### Dataset entries
++++++++
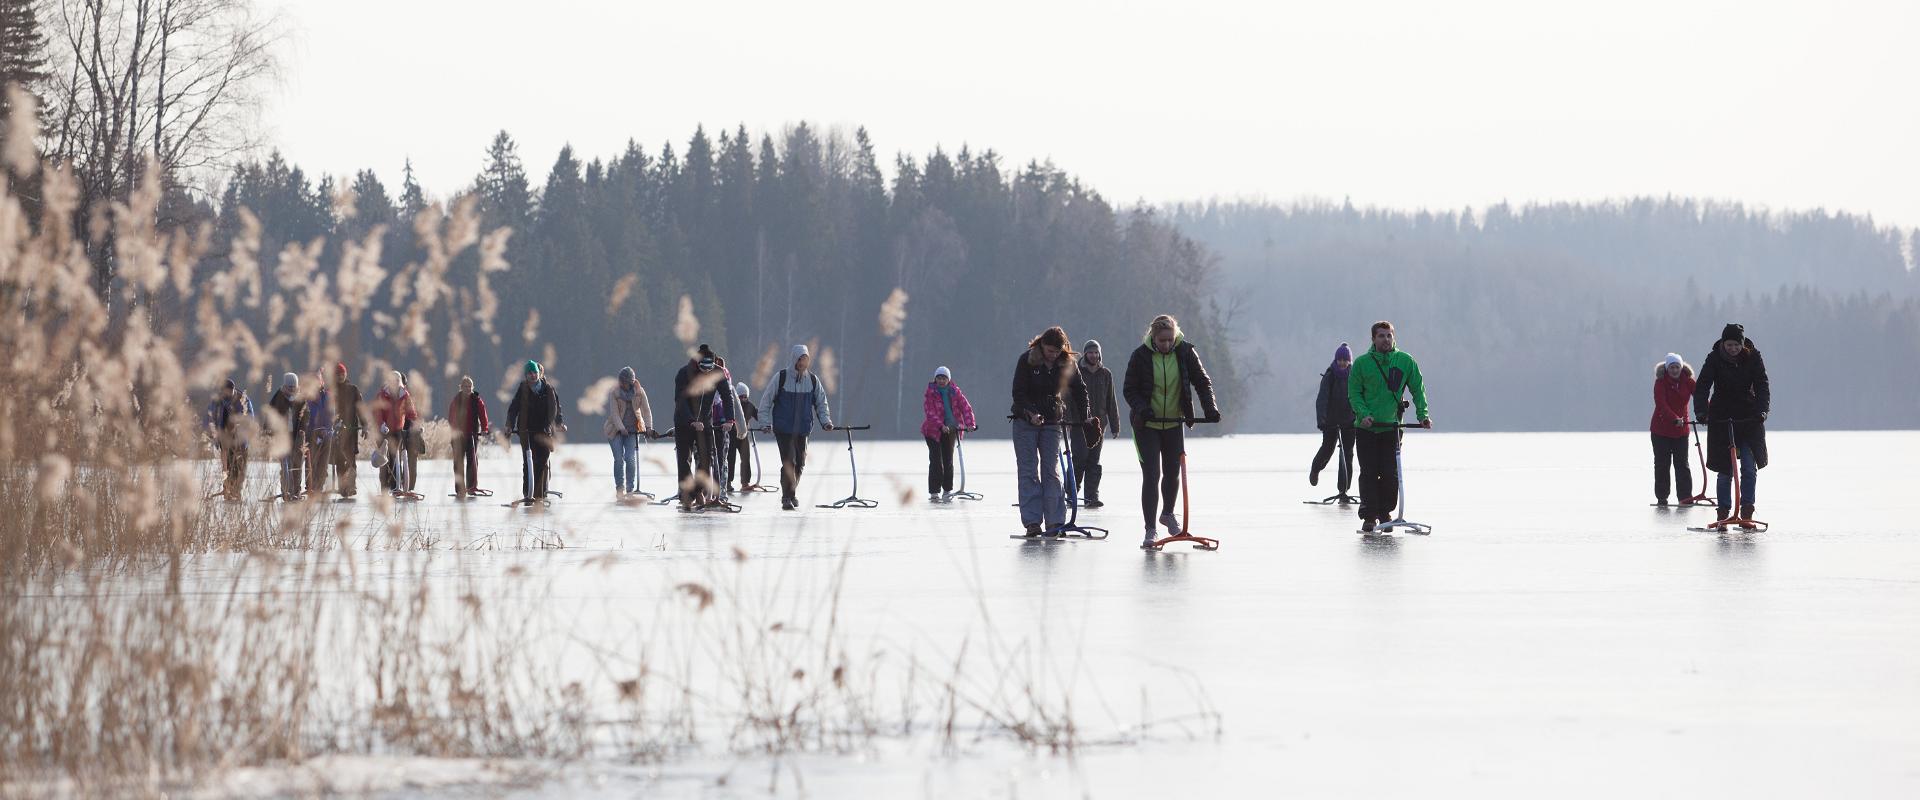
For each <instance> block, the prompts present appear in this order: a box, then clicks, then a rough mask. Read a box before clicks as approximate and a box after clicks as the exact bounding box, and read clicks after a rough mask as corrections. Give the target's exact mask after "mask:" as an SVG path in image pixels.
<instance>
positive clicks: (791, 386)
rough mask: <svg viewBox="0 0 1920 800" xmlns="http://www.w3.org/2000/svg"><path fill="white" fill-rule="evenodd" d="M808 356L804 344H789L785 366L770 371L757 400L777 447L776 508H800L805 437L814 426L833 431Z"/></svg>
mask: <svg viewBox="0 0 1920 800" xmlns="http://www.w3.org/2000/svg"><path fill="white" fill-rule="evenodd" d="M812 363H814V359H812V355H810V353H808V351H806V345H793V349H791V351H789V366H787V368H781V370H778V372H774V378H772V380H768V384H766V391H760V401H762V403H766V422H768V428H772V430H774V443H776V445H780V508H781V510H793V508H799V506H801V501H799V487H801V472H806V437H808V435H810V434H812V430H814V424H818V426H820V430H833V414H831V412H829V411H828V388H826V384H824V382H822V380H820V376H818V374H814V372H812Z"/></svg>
++++++++
### What you are asked to do
Copy exactly, please, the span of lines that begins at the line with "positive clicks: (791, 386)" and ends at the last line of the data, both included.

### Response
positive clicks: (791, 386)
rough mask: <svg viewBox="0 0 1920 800" xmlns="http://www.w3.org/2000/svg"><path fill="white" fill-rule="evenodd" d="M808 356L804 344H789L785 366L770 371L757 400L777 447L776 508H800L805 437L814 426L833 431Z"/></svg>
mask: <svg viewBox="0 0 1920 800" xmlns="http://www.w3.org/2000/svg"><path fill="white" fill-rule="evenodd" d="M812 363H814V359H812V355H810V353H808V351H806V345H793V349H791V351H789V366H787V368H781V370H778V372H774V378H772V380H768V384H766V391H760V401H762V403H766V422H768V428H772V430H774V443H776V445H780V508H781V510H793V508H799V506H801V501H799V487H801V472H806V437H808V435H810V434H812V430H814V424H818V426H820V430H833V414H831V412H829V411H828V388H826V384H824V382H822V380H820V376H818V374H814V372H812Z"/></svg>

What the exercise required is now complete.